With the approval of Yoko, Lennon and Pang began an affair that lasted around 18 months. That may have been one of the reasons the original final mix of Mind Games was a little wanting. Not only was Lennon distracted, but he also relied upon Yoko’s advice and support when it came to music.
“Yoko was a formidable presence in the studio,” says Keltner. “We all took her very seriously. She would sit in the control room, she would make comments, which is a real no-no in most worlds – you wouldn’t have your spouse sat in your place of work telling you what they think. But she did and we listened. I considered her a part of the production and if she said a song was too fast, even if John disagreed, it caused me to think about my playing and maybe make an adjustment. I always listened to what she was saying.”
In September 1973, almost as soon as the album was completed, Lennon took himself away to Los Angeles, for what was initially intended as two-week holiday. Lennon stayed at an apartment belonging to his lawyer, Harold Seider. From there, Pang called Tony King – a British publicist and plugger who knew Lennon through Andrew Loog Oldham, in town working on Ringo’s album.
====
Required work ->
1 > In the passage about Lennon and the Mind Games album, whose apartment did Lennon stay in when he went to Los Angeles?
2 > Pick up the passage about Lennon and the Mind Games album after its last sentence and keep it going.

Given material ->
====
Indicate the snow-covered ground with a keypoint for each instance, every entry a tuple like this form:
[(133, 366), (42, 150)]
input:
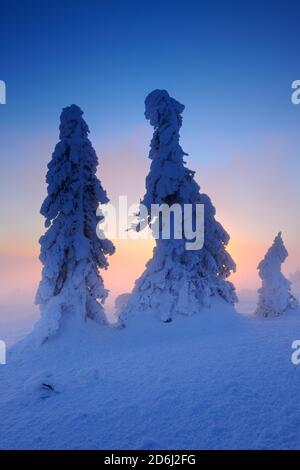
====
Answers to each task ->
1 > An apartment belonging to his lawyer, Harold Seider.

2 >
“May Pang said that John would like me to help launch his album,” says King. “I had always been rather nervous of John because he could be very sharp, so I wasn’t exactly comfortable with meeting him. I didn’t know what version of John I was going to get! But he was so friendly and could not have been nicer. He treated me like an old friend, which was a bit over the top because I wasn’t.”
During their initial conversation, King began to realise Lennon and Pang’s relationship was not quite as simple as secretary and boss. King took Lennon out to dinner to continue the meeting but was so flustered by having him in his car that he couldn’t park. “I told him to get out the car, go into the restaurant and wait for me,” he says. “It’s not every day you are driving down Santa Monica Boulevard with John Lennon sitting in the passenger seat. He found that hilarious.”
It says much about the Lennon-Ono relationship that King was dispatched to New York to meet Yoko, who was still in charge of business affairs. “Yoko always had that ability to keep him calm, but she had got a bit fed up,” he says. “There was a lot of drinking and infidelity and she’d had enough, so set him up with May and sent him away. But he spoke to her every day, sometimes three times a day. She wanted to meet me to see what kind of a person I was. Could I be trusted around her wayward husband? I went to New York and we got on really well, I liked her a lot. She was very sad about the break-up and I had to comfort her a bit. John told me that Yoko liked me, so I was in. It seemed that even apart, they were together. May was great but I always knew the power was with Yoko.”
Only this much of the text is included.